**AVAILABLE DATA:**
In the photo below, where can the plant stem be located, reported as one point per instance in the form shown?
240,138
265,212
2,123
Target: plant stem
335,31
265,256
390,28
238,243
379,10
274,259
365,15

**EXERCISE OBJECTIVE:**
Extract every line of the material above that contains the word "plant".

**FINISHED TASK:**
In the photo below, where can the plant stem be located, reported as one point per instance in the form shown?
Target: plant stem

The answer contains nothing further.